:: 本文抜粋 ::
▼
説明

データ処理装置のセキュアシステムおよびデータ保護方法

【課題】 様々な環境下で指紋による本人認証の精度を一定に保持できるようなデータ処理装置のセキュアシステムを提供する。
【解決手段】 指紋センサ2が照合者の指紋データを読み取る。温度計4は温度を,湿度計5は湿度をそれぞれ計測する。本人認識閾値設定手段11は,計測された温度および湿度をもとに,登録者情報・閾値設定情報記憶手段10から本人認識閾値(P閾値)を選択し,偽造認識閾値設定手段12は,同様に,偽造認識閾値(N閾値)を選択する。照合手段13は,照合者指紋データを所定の登録者指紋データと比較照合して照合度vを算出し,照合度v>Pであれば本人認証し,照合度v<Nであれば本人認証を拒否する。照合回数カウント手段14は,N≦v≦Pとなった照合処理をカウントし,データ消去手段15は,カウント数が所定回数を超過したら,データ記憶手段6の所定のデータを消去する。

【発明の詳細な説明】
【技術分野】
【0001】
本発明は,指紋による本人認証を行うデータ処理装置のセキュアシステム,および前記データ処理装置が実行する指紋による本人認証を用いたデータ保護処理方法に関する。
【背景技術】
【0002】
データ処理装置からの情報漏洩リスクを減少させるために,生体情報の一つである指紋データを用いて本人認証を行い,本人認証ができた場合のみデータ処理装置にアクセスできるようにしてデータを保護するセキュアシステムが知られている。
▲
:: 提供された行 ::
▼
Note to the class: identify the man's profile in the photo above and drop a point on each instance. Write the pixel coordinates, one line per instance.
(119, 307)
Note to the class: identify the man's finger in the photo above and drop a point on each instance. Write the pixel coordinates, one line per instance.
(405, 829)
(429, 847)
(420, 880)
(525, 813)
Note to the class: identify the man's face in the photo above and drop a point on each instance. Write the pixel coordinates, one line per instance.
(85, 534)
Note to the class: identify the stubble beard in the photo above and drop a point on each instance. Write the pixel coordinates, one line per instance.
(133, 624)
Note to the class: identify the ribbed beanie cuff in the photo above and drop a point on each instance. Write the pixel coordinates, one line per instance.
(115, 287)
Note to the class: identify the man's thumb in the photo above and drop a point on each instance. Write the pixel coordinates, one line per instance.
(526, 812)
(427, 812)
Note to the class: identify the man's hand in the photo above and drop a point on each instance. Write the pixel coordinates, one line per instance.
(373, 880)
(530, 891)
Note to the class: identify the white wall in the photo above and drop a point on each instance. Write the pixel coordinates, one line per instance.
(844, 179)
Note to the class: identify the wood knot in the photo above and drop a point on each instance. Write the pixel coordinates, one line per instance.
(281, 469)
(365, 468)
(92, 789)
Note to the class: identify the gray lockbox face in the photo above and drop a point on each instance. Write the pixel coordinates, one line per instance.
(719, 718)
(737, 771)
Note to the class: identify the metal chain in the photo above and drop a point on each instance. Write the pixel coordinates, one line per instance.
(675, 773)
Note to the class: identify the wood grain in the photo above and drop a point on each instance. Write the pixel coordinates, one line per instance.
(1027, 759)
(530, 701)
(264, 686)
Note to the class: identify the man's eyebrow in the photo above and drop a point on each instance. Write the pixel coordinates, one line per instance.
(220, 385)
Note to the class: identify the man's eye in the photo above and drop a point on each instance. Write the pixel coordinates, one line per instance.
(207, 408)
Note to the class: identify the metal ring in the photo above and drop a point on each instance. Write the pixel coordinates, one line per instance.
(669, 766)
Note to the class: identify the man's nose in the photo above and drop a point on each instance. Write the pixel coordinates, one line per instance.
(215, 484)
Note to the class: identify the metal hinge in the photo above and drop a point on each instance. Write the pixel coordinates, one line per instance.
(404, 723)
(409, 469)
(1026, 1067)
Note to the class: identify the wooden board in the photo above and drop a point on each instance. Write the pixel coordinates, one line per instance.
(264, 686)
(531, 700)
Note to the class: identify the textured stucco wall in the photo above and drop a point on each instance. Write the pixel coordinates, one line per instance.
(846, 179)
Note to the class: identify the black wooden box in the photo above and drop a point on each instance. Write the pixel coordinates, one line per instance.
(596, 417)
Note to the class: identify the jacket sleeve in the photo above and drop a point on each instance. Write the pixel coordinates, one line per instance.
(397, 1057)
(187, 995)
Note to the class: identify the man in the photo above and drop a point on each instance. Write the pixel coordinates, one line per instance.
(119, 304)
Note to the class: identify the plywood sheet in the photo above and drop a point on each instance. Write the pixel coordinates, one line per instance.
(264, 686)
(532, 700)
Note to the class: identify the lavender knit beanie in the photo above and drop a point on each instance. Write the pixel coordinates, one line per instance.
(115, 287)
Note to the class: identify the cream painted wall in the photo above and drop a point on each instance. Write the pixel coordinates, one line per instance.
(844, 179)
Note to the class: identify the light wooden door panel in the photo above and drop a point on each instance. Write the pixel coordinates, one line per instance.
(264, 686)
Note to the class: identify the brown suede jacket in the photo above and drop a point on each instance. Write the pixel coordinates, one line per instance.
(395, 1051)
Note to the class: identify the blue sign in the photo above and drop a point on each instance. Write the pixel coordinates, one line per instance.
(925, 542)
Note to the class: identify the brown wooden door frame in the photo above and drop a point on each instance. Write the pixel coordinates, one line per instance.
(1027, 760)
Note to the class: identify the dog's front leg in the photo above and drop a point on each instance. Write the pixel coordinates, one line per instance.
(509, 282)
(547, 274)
▲
▼
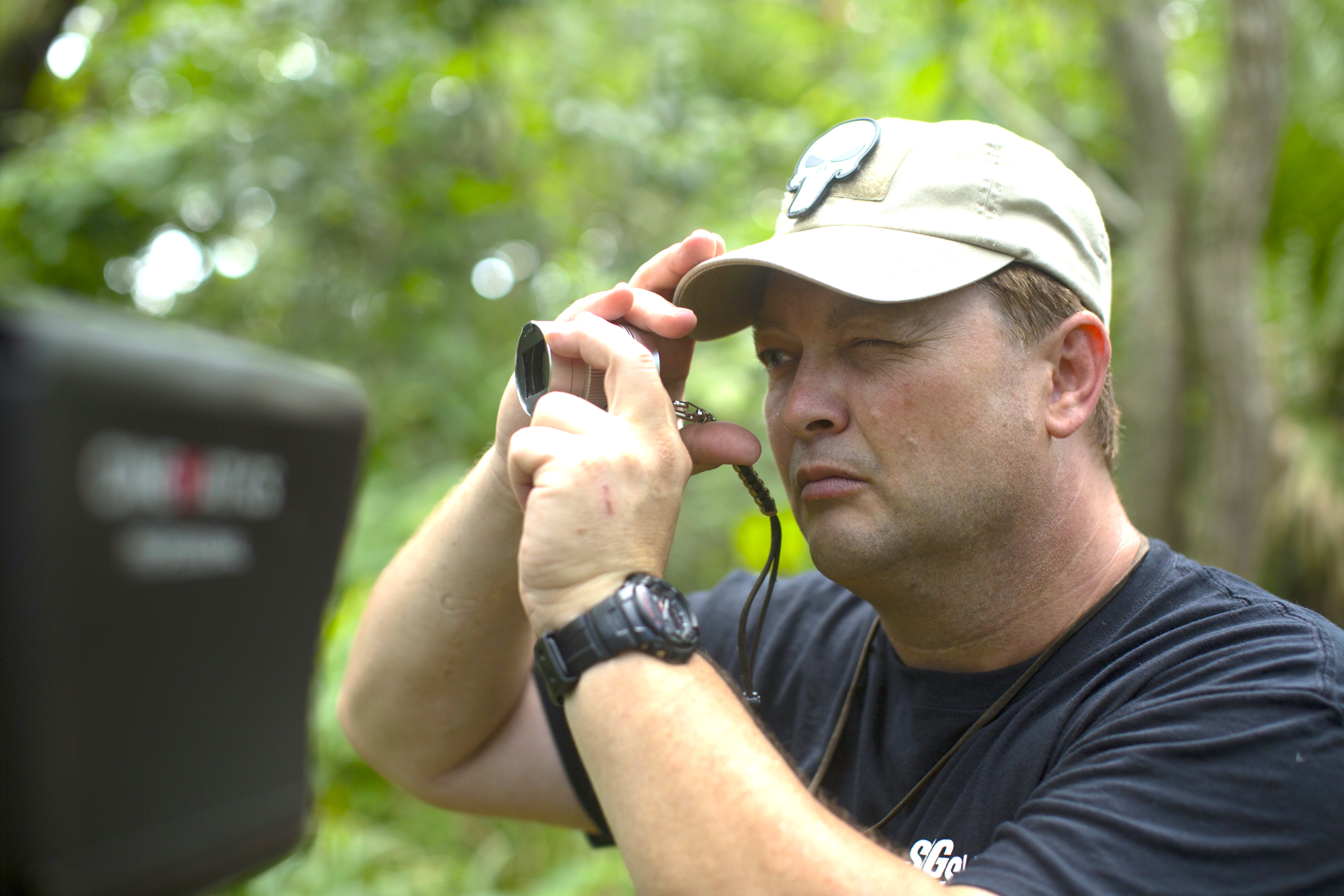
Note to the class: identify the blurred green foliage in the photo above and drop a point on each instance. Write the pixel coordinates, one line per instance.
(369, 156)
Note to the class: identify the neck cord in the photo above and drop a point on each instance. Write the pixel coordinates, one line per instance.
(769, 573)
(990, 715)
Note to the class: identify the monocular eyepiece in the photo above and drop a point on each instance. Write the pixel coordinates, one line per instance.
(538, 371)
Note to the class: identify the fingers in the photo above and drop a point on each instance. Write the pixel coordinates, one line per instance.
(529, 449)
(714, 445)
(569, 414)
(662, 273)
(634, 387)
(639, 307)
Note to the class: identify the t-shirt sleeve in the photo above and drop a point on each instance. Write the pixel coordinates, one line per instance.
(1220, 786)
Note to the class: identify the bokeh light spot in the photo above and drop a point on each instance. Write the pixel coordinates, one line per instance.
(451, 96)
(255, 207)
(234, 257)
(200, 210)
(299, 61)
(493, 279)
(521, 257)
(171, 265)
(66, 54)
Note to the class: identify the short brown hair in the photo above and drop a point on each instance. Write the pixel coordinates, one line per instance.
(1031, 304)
▲
:: 設問 ::
[1] 本文抜粋によると、照合度vがどのような場合に本人認証が拒否されますか？
[2] 本文抜粋の背景技術では、指紋データを用いたセキュアシステムは何のために使われ、どのようにデータを保護するとされていますか？1〜3文で説明してください。
[3] 本文抜粋の「データ処理装置のセキュアシステムおよびデータ保護方法」から「データ保護処理方法に関する。」までの部分を、一字一句違えずに書き出してください。
行は本文抜粋とは別個の資料です。

:: 解答一覧 ::
[1] 照合度vがN閾値より小さい（v<N）場合です。

[2] データ処理装置からの情報漏洩リスクを減少させるためです。生体情報の一つである指紋データで本人認証を行い、本人認証ができた場合のみデータ処理装置にアクセスできるようにしてデータを保護します。

[3]
データ処理装置のセキュアシステムおよびデータ保護方法

【課題】 様々な環境下で指紋による本人認証の精度を一定に保持できるようなデータ処理装置のセキュアシステムを提供する。
【解決手段】 指紋センサ2が照合者の指紋データを読み取る。温度計4は温度を,湿度計5は湿度をそれぞれ計測する。本人認識閾値設定手段11は,計測された温度および湿度をもとに,登録者情報・閾値設定情報記憶手段10から本人認識閾値(P閾値)を選択し,偽造認識閾値設定手段12は,同様に,偽造認識閾値(N閾値)を選択する。照合手段13は,照合者指紋データを所定の登録者指紋データと比較照合して照合度vを算出し,照合度v>Pであれば本人認証し,照合度v<Nであれば本人認証を拒否する。照合回数カウント手段14は,N≦v≦Pとなった照合処理をカウントし,データ消去手段15は,カウント数が所定回数を超過したら,データ記憶手段6の所定のデータを消去する。

【発明の詳細な説明】
【技術分野】
【0001】
本発明は,指紋による本人認証を行うデータ処理装置のセキュアシステム,および前記データ処理装置が実行する指紋による本人認証を用いたデータ保護処理方法に関する。